THE REQUEST:
Reproduce every line of the material below, requests included, with each bounding-box coordinate in the answers scaled by 2.4 and rounded to the nearest whole number, halves rounded up. Omit the pictures from your reply.

MATERIAL SUPPLIED:
****************************************

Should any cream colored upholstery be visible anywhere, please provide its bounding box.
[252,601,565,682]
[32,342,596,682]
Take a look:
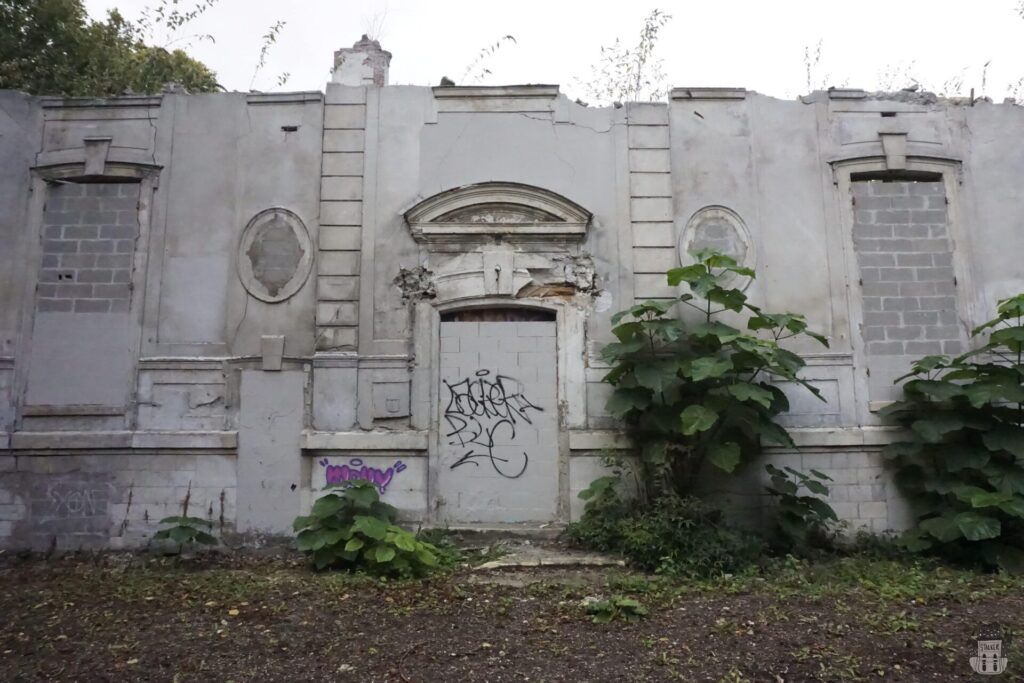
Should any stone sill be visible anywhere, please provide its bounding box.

****************************************

EXERCISE OUTPUT:
Should any cream colored upholstery be visible anywhere, please provide its bounding box.
[605,1442,1356,1637]
[77,821,1430,1637]
Take a look:
Should any stone sill be visible anywhere, please provide its bounding box.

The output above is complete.